- _TASK INPUT_:
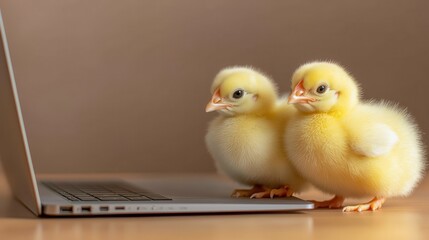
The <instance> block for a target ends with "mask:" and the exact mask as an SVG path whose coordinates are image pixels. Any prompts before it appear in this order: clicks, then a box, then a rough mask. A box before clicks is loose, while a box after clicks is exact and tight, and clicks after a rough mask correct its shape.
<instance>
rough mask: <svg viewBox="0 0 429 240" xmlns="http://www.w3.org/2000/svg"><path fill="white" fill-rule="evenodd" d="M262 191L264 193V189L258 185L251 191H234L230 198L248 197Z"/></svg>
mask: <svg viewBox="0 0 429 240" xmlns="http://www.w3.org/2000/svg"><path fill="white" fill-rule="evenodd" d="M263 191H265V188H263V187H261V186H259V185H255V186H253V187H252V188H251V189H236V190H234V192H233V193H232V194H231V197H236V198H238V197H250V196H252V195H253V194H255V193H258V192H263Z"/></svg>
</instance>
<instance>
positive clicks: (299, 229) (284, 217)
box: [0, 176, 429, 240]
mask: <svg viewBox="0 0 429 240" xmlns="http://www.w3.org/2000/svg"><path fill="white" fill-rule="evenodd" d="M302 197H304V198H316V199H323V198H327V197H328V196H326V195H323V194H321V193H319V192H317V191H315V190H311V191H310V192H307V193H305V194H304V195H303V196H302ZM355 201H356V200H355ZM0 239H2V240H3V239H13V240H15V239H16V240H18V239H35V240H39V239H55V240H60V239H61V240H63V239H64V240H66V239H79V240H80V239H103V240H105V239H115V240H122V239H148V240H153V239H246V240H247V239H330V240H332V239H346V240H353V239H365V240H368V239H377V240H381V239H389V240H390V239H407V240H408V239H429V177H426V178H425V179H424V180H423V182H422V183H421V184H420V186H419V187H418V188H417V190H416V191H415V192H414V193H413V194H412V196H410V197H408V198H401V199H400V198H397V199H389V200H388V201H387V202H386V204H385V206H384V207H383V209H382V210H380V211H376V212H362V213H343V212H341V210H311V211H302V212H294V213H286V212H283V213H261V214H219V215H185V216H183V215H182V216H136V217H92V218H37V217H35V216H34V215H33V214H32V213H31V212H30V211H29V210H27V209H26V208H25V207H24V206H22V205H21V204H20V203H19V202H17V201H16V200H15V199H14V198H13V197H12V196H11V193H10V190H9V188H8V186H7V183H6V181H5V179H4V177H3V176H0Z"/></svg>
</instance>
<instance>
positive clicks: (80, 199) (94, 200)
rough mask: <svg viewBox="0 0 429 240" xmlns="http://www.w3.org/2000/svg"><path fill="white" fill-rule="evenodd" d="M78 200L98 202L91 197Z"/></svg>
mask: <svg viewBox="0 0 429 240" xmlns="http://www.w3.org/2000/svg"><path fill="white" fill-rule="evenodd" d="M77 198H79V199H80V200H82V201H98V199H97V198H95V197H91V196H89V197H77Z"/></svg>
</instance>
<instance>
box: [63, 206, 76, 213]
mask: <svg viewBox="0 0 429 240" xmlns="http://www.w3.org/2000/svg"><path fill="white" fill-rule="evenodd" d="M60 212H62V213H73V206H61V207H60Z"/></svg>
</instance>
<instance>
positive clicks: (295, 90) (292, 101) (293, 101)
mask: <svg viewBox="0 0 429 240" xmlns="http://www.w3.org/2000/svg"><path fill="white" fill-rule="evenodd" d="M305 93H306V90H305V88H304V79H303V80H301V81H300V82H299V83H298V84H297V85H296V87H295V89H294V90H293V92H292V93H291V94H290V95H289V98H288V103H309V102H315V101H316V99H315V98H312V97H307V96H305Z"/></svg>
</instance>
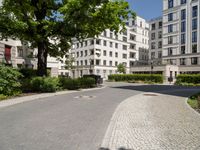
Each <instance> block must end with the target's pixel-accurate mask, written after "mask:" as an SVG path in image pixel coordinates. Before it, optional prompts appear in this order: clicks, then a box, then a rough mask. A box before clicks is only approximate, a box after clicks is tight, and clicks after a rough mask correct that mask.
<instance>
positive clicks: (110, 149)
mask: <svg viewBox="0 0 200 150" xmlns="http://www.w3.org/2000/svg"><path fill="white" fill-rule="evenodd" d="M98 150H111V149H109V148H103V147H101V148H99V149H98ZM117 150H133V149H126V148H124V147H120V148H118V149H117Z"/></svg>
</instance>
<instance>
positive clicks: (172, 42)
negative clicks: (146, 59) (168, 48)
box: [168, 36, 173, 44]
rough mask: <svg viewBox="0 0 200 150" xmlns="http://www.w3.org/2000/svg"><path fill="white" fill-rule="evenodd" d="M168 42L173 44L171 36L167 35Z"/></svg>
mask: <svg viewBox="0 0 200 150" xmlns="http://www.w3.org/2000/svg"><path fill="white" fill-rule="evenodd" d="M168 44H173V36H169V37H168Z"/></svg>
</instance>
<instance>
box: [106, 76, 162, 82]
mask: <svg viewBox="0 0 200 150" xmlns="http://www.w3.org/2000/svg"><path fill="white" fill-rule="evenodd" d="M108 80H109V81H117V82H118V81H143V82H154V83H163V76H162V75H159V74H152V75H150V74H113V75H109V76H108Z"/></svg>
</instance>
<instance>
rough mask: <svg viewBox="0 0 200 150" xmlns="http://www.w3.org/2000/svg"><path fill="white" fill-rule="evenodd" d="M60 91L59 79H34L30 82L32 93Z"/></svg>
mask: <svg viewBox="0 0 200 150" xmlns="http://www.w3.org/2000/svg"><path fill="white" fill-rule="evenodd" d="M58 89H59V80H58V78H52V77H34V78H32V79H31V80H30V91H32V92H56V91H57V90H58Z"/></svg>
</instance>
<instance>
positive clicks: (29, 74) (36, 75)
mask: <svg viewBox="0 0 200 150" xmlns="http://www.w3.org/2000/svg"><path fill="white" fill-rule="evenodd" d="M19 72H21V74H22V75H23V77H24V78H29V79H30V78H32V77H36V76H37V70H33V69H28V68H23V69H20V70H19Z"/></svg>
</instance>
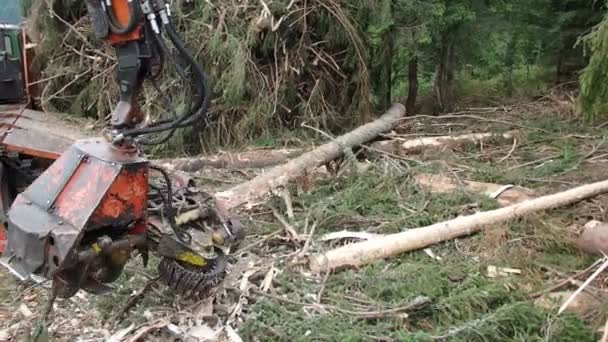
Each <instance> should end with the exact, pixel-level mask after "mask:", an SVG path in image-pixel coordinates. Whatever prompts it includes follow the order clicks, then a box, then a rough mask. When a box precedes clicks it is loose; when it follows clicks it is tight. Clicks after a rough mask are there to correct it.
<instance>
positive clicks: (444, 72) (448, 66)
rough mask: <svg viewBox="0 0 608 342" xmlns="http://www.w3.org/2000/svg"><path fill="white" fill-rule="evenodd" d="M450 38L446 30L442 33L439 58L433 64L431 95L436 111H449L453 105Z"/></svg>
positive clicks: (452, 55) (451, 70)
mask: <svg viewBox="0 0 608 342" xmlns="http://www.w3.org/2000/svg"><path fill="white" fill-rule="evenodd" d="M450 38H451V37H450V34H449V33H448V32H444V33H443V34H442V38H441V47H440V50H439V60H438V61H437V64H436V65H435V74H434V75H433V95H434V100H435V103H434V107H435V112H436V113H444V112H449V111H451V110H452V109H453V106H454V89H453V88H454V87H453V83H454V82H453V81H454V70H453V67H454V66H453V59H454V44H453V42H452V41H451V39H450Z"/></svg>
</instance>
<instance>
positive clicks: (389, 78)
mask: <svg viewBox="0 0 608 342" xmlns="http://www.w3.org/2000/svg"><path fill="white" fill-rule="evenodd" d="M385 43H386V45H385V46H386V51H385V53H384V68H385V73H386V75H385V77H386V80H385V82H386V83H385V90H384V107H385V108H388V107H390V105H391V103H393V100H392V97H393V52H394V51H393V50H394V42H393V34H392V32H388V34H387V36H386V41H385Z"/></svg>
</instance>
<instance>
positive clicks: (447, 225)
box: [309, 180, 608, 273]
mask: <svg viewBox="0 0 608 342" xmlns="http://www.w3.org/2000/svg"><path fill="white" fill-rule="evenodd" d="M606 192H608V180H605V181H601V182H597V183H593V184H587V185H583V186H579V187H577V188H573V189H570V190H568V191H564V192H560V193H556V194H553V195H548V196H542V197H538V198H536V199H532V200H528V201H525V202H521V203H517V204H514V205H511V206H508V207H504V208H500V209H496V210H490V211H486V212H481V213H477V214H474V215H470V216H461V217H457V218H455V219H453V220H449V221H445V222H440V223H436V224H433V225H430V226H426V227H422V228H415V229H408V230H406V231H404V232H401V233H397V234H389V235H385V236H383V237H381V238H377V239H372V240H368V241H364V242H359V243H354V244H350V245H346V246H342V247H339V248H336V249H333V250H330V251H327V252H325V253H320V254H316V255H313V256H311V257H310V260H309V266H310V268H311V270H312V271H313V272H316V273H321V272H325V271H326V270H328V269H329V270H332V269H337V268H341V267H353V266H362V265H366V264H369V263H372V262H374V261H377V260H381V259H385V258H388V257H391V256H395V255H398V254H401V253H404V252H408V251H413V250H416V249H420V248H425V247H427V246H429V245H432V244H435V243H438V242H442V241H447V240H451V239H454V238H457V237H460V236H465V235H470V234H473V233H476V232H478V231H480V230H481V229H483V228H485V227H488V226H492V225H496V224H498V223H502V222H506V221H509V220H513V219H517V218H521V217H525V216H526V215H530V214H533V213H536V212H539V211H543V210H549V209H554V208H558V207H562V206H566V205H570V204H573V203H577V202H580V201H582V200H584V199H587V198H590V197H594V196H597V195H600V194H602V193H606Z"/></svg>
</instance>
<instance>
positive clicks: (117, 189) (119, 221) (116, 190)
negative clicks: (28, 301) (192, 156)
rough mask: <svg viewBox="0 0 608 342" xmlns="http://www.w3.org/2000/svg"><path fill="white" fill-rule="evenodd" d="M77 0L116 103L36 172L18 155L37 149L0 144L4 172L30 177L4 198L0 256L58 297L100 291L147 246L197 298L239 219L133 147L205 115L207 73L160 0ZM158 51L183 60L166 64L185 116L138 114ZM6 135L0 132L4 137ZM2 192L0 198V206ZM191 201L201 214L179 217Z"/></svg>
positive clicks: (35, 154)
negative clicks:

- _DIRECTIVE_:
Which lines in the items above contain the string "this", with case counting? Return each of them in full.

- _RESULT_:
The <instance> block for a target ends with "mask:" and the exact mask as an SVG path whose coordinates are image pixels. Any prompts before it appear in this order: clicks, then a box, then a rough mask. A box before clicks is loose, while a box after clicks is exact and tight, and clicks after a rough mask correct its shape.
Each <instance> block must end with the target's pixel-accurate mask, written after "mask:" as an SVG path in image pixel coordinates. Before it, optional prompts appear in this order: clicks, then a box, then a rough mask. A box before clicks is only approximate, a box after clicks is tight, and clicks after a rough mask correct that mask.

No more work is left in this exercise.